Records excerpted from a collection
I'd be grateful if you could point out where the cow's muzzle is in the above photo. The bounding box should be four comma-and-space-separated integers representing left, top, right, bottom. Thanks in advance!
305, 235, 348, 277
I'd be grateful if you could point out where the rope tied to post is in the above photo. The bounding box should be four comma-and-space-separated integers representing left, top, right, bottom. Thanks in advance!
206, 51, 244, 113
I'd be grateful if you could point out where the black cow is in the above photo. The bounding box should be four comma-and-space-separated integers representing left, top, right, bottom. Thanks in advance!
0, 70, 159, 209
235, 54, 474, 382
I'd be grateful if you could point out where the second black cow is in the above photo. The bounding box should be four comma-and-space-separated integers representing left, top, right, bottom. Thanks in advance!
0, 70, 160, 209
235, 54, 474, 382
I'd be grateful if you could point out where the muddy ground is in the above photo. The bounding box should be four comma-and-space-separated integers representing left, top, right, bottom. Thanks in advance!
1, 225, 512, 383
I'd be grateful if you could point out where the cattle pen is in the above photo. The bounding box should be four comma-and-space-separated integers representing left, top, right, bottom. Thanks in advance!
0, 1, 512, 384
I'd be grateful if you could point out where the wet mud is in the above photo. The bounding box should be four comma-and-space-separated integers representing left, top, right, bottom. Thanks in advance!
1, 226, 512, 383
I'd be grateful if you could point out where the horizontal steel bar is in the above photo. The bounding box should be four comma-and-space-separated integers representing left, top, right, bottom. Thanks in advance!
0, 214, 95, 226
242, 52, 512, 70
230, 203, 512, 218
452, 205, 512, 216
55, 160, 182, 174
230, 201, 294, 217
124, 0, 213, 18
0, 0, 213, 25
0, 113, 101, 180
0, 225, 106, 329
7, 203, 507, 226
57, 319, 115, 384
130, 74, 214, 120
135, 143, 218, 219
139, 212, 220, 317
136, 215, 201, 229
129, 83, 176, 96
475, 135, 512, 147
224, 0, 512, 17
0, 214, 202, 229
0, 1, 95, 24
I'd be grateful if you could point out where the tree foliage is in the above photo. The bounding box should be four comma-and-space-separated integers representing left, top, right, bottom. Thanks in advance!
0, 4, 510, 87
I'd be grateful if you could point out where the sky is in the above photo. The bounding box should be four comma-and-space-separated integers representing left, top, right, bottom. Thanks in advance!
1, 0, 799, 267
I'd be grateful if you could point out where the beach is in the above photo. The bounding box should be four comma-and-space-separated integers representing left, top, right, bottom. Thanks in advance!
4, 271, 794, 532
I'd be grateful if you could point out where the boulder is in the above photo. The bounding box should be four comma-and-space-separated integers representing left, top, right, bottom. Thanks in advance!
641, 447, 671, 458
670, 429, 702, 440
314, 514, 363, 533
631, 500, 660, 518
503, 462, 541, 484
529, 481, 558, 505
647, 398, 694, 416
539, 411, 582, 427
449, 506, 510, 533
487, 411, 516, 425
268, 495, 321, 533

> _What is needed_
Each record above must be restated in full, word for word.

> _Solution to this problem_
I'd be grateful if you could point out where the cow's muzzle is in the above photo. The bounding box should be four comma-and-space-separated integers representing left, top, right, bottom. Thanks in advance!
305, 235, 348, 277
I'd be grateful if you could point out where the rope tied to post is in the above photo. The bounding box should be four comma-and-space-separated integers representing left, top, right, bottom. Thanks in advance!
206, 51, 244, 113
I'd be grateful if you could point out where the black cow is in the above photo. The bounding box should be four comma-and-space-separated integers representing left, top, right, bottom. Thanks in advance!
0, 70, 159, 209
235, 54, 474, 382
I'd be grateful if you could point out where the second black cow is in the above photo. The bounding box should be four comma-and-space-separated integers representing left, top, right, bottom. Thanks in advance!
0, 70, 160, 209
235, 54, 474, 382
I'd be grateful if you could point out where the muddy ground is in the above photo. The bounding box should be four comma-and-space-separated integers representing left, top, right, bottom. Thanks in advance!
1, 225, 512, 383
I'd be grateful if you could point out where the cattle pen is in the above photo. The bounding box should be four comma-and-space-separated integers representing left, top, right, bottom. Thanks in advance!
0, 1, 512, 384
I'd be grateful if you could point out where the wet mud is in the above photo. The bounding box should be four comma-and-space-separated integers representing left, top, right, bottom. Thanks in advance!
1, 226, 512, 383
I'd be grateful if you could point out where the horizontal steel bar is in the above photo. The bounding box should be four comma-and-space-separated integers representing left, top, right, bottom. Thanks in advance!
0, 214, 95, 226
242, 52, 512, 70
230, 203, 512, 218
452, 205, 512, 216
55, 160, 182, 174
230, 201, 294, 217
124, 0, 213, 18
0, 0, 213, 25
0, 113, 101, 180
0, 225, 106, 329
7, 203, 507, 226
57, 319, 115, 384
130, 74, 214, 120
135, 143, 218, 219
139, 212, 220, 317
136, 215, 201, 229
129, 83, 176, 96
475, 135, 512, 147
224, 0, 512, 17
0, 214, 202, 229
0, 1, 95, 24
I'd be grateful if you could point out where the tree foliage is in the above photo. The bounding box should be four comma-and-space-separated integers representing left, top, right, bottom. Thanks in advance!
0, 4, 510, 87
I'd be grateful if you could point out where the sky is in the above photo. The bounding box should be four comma-and-space-separated integers representing left, top, right, bottom. Thanks in advance!
1, 0, 799, 267
I'd be grateful if you could point out where the beach is in the above photo. The bounding box should be four comma-and-space-separated integers representing left, top, right, bottom. Thanks in advance!
4, 271, 794, 532
I'd be grateful if you could point out where the boulder is in the above photo. The bounding box should be four comma-and-space-separated integers representing left, top, right, bottom. Thanks in advance!
641, 447, 671, 458
670, 429, 702, 440
314, 514, 363, 533
631, 500, 660, 518
503, 462, 541, 484
529, 481, 558, 505
647, 398, 694, 416
539, 411, 582, 427
449, 506, 510, 533
487, 411, 516, 425
268, 495, 321, 533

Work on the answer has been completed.